- REQUEST:
Return the listing below word for word.

- Dataset rows:
________________________________________

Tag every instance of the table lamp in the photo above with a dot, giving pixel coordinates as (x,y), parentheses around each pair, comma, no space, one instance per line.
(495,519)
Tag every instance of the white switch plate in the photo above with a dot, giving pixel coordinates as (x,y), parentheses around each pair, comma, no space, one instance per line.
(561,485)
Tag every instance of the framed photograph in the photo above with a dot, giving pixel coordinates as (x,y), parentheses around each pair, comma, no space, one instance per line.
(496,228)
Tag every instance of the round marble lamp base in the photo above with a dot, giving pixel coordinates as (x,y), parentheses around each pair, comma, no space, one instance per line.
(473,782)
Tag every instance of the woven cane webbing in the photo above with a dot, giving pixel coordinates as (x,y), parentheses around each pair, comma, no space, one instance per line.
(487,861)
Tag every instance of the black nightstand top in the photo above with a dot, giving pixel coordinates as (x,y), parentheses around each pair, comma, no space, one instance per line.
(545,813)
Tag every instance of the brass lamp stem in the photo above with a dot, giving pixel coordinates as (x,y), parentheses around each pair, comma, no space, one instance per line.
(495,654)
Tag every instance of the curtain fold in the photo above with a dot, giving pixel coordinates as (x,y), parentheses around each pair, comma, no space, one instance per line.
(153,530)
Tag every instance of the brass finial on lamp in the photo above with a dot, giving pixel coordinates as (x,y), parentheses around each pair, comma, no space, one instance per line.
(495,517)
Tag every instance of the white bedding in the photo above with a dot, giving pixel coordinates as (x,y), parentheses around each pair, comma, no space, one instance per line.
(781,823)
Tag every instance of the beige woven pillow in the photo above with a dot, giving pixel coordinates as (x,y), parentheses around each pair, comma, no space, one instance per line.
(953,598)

________________________________________

- EXPECTED OUTPUT:
Tag every instance of the table lamp in the photo above with a dot, giving pixel coordinates as (x,y), parentheses around each pair, comma, no space, one instance per line.
(495,519)
Tag every instance of the white switch plate in the photo above with a dot, giving pixel coordinates as (x,y), parentheses around each pair, comma, no space, one instance per line.
(561,485)
Tag every instance of the framed photograph in the photo above with a dot, giving pixel coordinates as (x,y), parentheses around each pair, comma, no space, one instance per line.
(496,228)
Tag every instance of the round marble lamp base in the photo above with a dot, giving pixel coordinates as (x,y), parentheses around each pair, comma, no space, one instance per line.
(473,782)
Tag every instance of the woven cane webbing in the photo above with a dot, giving pixel coordinates as (x,y), parentheses around each pair, comma, no space, one instance per line.
(487,861)
Tag every instance of the black nightstand top in the photo above with a dot, giving pixel coordinates as (x,y), parentheses around each pair, comma, no space, one instance per line.
(545,813)
Tag every instance of the brass lamp stem in the photo above with a dot, giving pixel coordinates as (x,y), parentheses around each pair, comma, no space, one instance per line.
(495,654)
Tag every instance of the curtain fold in the photo above with a dot, giving pixel coordinates as (x,y), parentheses around each pair, comma, no space, one instance per line.
(153,530)
Tag every instance of the brass finial on lamp in the photo above with a dot, giving pixel coordinates as (x,y), parentheses around each pair, comma, no space, one instance per line.
(495,517)
Tag every instance of the white bedding in the photo above with a dot, giving pixel coordinates as (x,y), parentheses around each pair, comma, no space, one instance per line.
(781,823)
Tag every instance of the beige woven pillow in the photo above with a dot, giving pixel coordinates as (x,y), parentheses around each pair, comma, no space, one instance per line.
(953,598)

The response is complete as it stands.